LATIHAN — Salin kembali bagian teks tentang Kasampurnaning Urip yang dimulai pada kata-kata "Ketika hidup ini" dan berakhir setelah "maka selalu indah.", lalu ubah setiap "ego" menjadi "keakuan".

++++ TEKS SUMBER

“Semua aktivitas alam merupakan kualitas yang sempurna” ~Bhagavad Gita
Dalam sebuah falsafah Jawa ada ungkapan yang dalam yakni, “Kasampurnaning Urip”. Istilah ini barangkali sudah umum kita dengar, namun kedalaman maknanya sungguh akan membantu kita dalam menjalani hidup.
Ada ungkapan, “Yen siro wis nglakoni kasampurnaning urip, siro mesti ngerti kasampurnaning pati.” Artinya: Kalau engkau sudah mengerti kesempurnaan hidup, maka engkau mesti memahami kesempurnaan kematian.
Yang sering menjadi pertanyaan. Apa kaitannya kesempurnaan hidup dengan kesempurnaan kematian?
Pada umumnya orang memahami bahwa kesempurnaan itu kekal dan kematian itu tidak kekal. Akibatnya kesempurnaan hidup dianggap kontras atau berlawanan arti dengan kesempurnaan kematian. Antara hidup dan kematian, kekal dan tidak kekal, menjadi hal yang menggelisahkan dan membuat konflik yang membuat penderitaan yang berkepanjangan.
Ajaran tentang kesempurnaan hidup (Kasampurnaning Urip) bukanlah seperti itu. Ajaran ini justru memahami kesempurnaan yang juga mencakup ketidaksempurnaan.
Analogi yang sederhana adalah seperti gading. Gading itu sempurna, indah, dan berharga. Namun bukan berarti gading itu tidak retak. Karena memang seperti kata pepatah “tiada gading yang tak retak”.
Zaman modern ini tentu dengan mudahnya industri mampu membuat benda berbentuk gading bahan plastik yang sempurna tanpa retak (cacat). Namun itu tak alami dan karena tak alami maka tidaklah sempurna. Gading yang asli tetaplah jauh lebih berharga.
Demikian dengan hidup kita. Hidup ini tersusun oleh hukum alam yang sempurna. Dan apa yang terjadi karena adanya hukum alam juga sempurna adanya. Hidup kita itu sempurna dan indah adanya, seperti gading. Keindahan adalah sifat sejati.
Ketika hidup ini dirasakan atau dipersepsikan “tidak indah” itu karena ego kita yang melihat segala sesuatu hanya sebagian atau sepotong saja.
Sifat dari ego itu selalu pada pengakuan sebagian, yang melupakan keseluruhan yang sempurna. Seperti dalam memperoleh gading yang berharga, namun ego ini justru lebih banyak menghabiskan waktu dengan mempermasalahkan retaknya. Melihat keseluruhan hidup, maka selalu indah.

++++++++
++++ DATA YANG DIBERIKAN

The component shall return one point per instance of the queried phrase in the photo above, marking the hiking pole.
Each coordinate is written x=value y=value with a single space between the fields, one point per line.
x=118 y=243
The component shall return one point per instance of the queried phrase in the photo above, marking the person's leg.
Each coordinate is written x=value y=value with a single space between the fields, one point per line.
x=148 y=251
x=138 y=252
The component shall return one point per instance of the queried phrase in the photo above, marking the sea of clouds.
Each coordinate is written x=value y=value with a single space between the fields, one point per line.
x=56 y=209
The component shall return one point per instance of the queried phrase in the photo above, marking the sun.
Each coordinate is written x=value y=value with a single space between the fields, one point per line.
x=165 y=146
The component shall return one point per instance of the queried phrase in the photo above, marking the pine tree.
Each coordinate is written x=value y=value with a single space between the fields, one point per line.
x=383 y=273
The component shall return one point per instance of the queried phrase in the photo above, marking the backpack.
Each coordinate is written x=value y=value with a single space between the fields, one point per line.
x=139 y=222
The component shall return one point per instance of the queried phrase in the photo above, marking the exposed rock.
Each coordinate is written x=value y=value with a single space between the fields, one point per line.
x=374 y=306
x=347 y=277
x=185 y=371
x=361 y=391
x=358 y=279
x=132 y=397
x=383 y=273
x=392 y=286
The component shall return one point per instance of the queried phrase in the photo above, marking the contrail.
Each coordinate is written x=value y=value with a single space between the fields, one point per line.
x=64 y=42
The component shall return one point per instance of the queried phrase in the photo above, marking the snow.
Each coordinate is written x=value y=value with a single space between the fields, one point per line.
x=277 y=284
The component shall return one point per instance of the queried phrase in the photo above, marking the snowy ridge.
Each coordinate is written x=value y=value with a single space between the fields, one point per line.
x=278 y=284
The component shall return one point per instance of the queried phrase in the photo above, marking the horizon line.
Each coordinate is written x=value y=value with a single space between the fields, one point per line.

++++++++

JAWABAN LATIHAN —
Ketika hidup ini dirasakan atau dipersepsikan “tidak indah” itu karena keakuan kita yang melihat segala sesuatu hanya sebagian atau sepotong saja.
Sifat dari keakuan itu selalu pada pengakuan sebagian, yang melupakan keseluruhan yang sempurna. Seperti dalam memperoleh gading yang berharga, namun keakuan ini justru lebih banyak menghabiskan waktu dengan mempermasalahkan retaknya. Melihat keseluruhan hidup, maka selalu indah.